─── RECORDS FOR THIS EXERCISE ───

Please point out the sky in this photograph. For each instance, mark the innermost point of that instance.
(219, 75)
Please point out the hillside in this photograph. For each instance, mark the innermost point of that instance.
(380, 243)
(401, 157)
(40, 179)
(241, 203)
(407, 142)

───

* _TASK INSTRUCTIONS_:
Add 66 to each coordinate value in the answers of all the records and write out every line again, including the requests, with no other changes.

* _REPLY TO THE TASK_:
Please point out the sky in this photograph. For each instance, mark the innermost point of that instance.
(285, 141)
Please point out the hillside in this photograph. For each instance, mark the innermost point of that instance.
(446, 309)
(467, 223)
(106, 245)
(307, 269)
(473, 208)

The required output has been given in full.